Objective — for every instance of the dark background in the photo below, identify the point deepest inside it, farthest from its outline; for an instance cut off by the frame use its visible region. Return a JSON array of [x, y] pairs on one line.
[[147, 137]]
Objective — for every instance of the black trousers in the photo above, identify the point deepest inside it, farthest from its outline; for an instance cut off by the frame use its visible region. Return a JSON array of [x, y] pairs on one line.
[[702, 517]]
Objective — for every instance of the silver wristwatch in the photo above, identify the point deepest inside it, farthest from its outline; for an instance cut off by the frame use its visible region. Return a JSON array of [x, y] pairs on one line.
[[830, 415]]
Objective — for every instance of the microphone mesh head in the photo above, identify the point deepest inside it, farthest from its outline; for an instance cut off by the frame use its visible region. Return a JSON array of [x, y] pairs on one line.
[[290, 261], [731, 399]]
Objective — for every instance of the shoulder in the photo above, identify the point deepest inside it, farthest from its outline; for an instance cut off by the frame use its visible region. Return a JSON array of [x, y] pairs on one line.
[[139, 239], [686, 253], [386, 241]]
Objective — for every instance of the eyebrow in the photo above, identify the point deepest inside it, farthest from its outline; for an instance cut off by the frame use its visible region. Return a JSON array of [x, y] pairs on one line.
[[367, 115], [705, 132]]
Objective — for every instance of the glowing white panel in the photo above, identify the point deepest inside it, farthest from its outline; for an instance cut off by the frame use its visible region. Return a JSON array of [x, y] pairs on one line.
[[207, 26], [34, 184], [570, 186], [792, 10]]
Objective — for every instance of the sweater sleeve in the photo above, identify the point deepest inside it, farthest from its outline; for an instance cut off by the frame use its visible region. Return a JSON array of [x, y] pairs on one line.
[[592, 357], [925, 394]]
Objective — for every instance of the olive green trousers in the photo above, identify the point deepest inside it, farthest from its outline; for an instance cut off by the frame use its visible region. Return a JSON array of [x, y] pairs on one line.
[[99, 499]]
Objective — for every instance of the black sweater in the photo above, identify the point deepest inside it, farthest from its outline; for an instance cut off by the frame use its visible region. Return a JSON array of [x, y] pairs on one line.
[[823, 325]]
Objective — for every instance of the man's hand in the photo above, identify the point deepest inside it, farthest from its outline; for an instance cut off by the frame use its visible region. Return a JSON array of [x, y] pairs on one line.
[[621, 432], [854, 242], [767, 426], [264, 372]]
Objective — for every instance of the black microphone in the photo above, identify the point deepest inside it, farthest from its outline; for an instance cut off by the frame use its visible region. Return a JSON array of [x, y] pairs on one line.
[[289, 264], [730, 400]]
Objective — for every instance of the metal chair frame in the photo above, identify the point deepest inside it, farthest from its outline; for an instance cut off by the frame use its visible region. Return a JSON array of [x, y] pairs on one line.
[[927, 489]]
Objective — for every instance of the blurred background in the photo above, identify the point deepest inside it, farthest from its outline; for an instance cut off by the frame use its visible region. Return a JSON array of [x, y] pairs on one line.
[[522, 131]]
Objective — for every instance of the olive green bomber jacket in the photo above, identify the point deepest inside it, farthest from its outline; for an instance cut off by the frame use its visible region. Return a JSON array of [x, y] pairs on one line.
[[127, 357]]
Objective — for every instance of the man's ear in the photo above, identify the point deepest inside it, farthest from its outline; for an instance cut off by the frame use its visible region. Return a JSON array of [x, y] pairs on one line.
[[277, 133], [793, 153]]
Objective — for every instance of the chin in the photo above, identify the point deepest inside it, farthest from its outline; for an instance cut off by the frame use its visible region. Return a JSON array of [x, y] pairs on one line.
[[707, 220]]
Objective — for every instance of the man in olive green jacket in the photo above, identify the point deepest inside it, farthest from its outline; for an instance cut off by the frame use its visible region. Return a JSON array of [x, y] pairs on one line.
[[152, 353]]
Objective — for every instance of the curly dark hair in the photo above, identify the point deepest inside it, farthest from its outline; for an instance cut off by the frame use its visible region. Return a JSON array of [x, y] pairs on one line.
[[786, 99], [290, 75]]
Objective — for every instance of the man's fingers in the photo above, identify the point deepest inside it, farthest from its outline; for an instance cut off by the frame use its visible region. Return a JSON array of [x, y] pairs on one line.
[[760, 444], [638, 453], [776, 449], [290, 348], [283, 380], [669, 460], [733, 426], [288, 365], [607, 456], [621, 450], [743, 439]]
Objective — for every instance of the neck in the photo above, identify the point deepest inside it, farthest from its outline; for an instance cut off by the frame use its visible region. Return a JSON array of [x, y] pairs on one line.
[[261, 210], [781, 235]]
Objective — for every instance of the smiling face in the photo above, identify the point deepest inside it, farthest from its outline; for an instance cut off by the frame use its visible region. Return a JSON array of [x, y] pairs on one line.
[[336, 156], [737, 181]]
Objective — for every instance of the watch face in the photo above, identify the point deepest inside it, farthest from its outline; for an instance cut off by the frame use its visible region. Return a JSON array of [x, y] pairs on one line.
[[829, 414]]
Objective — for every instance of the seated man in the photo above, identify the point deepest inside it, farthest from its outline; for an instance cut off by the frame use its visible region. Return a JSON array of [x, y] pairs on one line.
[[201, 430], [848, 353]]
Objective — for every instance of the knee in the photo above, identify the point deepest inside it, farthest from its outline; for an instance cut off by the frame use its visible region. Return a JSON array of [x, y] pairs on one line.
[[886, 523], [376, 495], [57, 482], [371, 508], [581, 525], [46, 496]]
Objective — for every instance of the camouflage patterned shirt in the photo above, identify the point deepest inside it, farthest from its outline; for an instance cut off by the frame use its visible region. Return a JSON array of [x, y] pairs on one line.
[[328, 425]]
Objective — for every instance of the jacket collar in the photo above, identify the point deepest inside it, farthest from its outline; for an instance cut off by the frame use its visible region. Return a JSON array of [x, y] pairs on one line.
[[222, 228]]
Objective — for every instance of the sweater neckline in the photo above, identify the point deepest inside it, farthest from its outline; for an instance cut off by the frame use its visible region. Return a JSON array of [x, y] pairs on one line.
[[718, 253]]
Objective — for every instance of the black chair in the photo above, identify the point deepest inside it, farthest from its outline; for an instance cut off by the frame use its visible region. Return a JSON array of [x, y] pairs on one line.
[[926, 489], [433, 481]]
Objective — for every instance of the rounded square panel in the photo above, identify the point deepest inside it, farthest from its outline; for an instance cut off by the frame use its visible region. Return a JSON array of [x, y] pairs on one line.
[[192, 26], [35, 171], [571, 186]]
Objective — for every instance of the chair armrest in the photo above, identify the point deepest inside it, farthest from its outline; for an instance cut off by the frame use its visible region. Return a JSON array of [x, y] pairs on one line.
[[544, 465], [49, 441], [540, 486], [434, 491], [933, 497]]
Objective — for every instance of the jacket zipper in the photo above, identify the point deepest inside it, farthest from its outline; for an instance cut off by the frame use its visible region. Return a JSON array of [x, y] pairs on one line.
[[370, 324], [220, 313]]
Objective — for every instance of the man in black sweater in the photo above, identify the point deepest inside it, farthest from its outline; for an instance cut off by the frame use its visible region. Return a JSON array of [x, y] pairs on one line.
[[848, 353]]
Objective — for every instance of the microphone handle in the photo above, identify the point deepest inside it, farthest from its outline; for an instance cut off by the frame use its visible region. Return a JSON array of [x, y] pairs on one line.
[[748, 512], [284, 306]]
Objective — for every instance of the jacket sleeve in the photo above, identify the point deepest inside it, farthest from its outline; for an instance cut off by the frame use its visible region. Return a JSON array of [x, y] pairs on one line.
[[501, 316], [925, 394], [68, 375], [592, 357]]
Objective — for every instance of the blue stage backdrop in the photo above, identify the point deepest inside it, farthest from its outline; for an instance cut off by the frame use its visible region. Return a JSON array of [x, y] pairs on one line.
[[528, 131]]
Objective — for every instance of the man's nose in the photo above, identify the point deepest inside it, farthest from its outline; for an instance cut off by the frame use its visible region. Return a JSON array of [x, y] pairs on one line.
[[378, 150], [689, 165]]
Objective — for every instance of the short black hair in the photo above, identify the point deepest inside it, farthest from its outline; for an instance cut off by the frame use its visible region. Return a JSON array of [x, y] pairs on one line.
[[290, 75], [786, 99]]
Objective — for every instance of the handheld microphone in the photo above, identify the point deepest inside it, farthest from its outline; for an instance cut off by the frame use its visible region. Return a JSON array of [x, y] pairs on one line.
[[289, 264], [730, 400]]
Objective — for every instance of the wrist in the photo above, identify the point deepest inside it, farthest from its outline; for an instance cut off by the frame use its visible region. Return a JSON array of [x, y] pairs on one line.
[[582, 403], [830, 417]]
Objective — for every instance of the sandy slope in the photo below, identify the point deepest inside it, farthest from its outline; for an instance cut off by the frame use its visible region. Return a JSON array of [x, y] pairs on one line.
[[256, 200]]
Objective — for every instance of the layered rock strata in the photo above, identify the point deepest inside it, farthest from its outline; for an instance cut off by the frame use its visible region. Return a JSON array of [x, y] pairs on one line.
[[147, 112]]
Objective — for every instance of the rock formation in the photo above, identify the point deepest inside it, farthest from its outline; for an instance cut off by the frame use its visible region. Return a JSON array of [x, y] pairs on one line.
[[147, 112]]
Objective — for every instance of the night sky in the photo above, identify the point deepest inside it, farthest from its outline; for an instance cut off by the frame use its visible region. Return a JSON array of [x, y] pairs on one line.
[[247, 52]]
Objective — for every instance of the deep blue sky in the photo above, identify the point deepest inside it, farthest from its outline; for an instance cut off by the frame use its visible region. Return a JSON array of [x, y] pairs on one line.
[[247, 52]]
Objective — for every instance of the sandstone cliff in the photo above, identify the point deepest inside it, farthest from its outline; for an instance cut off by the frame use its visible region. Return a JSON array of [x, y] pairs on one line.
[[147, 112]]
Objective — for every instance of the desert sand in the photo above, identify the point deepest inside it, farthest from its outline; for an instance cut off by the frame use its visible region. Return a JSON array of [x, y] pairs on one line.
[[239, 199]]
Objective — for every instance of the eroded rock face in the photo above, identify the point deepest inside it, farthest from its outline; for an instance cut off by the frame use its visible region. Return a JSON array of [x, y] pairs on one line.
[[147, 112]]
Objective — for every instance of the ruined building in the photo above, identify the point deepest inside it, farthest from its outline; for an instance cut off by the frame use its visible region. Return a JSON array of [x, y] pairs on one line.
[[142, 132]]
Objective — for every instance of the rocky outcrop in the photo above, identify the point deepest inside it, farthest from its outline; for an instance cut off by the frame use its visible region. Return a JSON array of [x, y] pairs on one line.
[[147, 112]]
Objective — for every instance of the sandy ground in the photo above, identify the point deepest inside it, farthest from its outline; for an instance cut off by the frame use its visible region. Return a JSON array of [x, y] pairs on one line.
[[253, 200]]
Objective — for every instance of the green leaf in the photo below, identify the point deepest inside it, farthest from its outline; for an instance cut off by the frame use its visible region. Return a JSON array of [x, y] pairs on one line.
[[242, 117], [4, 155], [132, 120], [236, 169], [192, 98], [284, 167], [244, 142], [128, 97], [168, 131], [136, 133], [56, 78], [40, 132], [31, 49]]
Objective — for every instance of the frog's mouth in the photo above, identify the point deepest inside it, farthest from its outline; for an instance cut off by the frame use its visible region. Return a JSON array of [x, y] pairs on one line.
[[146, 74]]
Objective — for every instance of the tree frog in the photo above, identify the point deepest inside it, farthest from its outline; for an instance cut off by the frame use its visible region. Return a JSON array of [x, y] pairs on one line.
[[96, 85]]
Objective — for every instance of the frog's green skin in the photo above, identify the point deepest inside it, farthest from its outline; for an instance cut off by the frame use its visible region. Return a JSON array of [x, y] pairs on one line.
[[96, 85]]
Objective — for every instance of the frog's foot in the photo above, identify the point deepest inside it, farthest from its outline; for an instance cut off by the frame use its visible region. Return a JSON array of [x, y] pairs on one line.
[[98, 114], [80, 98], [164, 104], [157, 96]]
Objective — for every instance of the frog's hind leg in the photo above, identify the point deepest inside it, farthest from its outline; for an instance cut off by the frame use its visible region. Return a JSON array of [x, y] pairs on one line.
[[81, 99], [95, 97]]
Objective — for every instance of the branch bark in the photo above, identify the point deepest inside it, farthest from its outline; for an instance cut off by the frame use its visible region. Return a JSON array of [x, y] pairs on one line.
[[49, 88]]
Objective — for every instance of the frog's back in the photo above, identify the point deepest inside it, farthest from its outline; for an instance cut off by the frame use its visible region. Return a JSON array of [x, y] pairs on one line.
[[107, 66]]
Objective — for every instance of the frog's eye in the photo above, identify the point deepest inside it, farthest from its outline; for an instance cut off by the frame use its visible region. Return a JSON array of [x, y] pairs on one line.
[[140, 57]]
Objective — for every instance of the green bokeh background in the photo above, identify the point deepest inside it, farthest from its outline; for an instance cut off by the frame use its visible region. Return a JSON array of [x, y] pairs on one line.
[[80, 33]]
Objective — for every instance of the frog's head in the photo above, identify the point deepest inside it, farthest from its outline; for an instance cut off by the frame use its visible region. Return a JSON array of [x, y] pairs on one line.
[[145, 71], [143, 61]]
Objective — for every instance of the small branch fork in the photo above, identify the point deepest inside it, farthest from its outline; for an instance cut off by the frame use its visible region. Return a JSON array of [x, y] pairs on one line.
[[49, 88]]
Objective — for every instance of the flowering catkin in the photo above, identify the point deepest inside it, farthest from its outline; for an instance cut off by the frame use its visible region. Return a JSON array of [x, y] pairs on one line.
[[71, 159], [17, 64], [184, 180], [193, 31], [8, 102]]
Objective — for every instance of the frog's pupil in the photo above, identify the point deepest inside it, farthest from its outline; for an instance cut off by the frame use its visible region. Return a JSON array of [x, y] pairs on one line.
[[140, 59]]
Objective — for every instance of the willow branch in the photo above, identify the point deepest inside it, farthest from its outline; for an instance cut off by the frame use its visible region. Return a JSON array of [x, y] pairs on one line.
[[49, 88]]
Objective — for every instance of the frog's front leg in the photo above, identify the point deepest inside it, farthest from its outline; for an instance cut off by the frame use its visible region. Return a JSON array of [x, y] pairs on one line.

Exercise brief
All lines from the one that holds "Objective — for every instance of the frog's pupil" to the end of the entries above must be transcribed exactly, both ends included, and no others.

Solution below
Objective — for every instance of the frog's pupil in the photo above, identify the point deepest inside it, farthest from its outline; for an instance cut off by the frame use its visible region. Return a JSON array of [x, y] pairs on one line.
[[140, 59]]
Objective — for every instance of the willow branch in the photo above, identify the point deepest inside it, farthest from its outline; for an instance cut off by the frame use its visible region. Return a JSON array of [x, y] pairs on one line.
[[49, 88]]
Objective — for every instance of the frog's front leg in the photo above, identify the point deepest inside it, farthest from its outline; for an instance cut off by the frame use its visible region. Return a JSON array of [x, y] pairs on one line.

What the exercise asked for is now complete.